-- Data to process --
■ ■ ■ ■ ■ ■ ■

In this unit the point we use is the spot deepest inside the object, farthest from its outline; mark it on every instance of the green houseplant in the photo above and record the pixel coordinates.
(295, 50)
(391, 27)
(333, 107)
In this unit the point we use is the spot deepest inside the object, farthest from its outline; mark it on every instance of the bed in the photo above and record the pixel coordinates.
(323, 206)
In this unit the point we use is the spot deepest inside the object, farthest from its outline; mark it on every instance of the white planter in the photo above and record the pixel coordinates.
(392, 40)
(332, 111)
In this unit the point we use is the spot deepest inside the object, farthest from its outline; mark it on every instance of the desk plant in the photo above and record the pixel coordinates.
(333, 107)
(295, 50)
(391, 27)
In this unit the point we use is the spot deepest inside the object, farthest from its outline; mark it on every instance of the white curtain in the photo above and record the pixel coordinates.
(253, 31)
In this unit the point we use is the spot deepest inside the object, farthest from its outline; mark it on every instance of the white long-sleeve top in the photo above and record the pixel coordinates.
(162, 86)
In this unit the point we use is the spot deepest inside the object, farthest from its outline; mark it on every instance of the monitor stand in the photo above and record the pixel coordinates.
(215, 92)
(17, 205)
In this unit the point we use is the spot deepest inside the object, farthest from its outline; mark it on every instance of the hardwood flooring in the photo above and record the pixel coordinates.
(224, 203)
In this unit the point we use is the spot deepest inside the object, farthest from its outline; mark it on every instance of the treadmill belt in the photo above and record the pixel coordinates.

■ ■ ■ ■ ■ ■ ■

-- Problem details --
Copy the records above word for word, from the line containing "of the desk" through the end of the records, with both ends included.

-- Solution --
In this unit the point we use is the spot deepest inside the object, farthest from its outline; mark it on every instance of the desk plant in the photo above and record the pixel coordinates.
(333, 107)
(295, 50)
(391, 27)
In this unit the point we use is the spot deepest inside the object, farthest from its outline; mark it on every instance of the white curtain in the photo above and record the pixel coordinates.
(253, 31)
In this unit the point we use is the spot deepest inside the object, farthest from its outline; mark it on every instance of the white long-sleeve top in the photo above and record the pixel coordinates.
(162, 86)
In this unit the point we use is the spot deepest inside the object, farthest from its outline; mark it on every instance of the monitor stand in the photo above and record the pixel coordinates.
(215, 92)
(17, 205)
In this unit the point we use is the spot deepest inside the object, farthest from its outline; mark it on every instance of the hardwood flooring in the photo above and record the pixel coordinates.
(224, 203)
In this unit the point we use is the spot deepest inside the object, farthest from its outline; mark it on every instance of the treadmill belt in the photo above and record the pixel coordinates.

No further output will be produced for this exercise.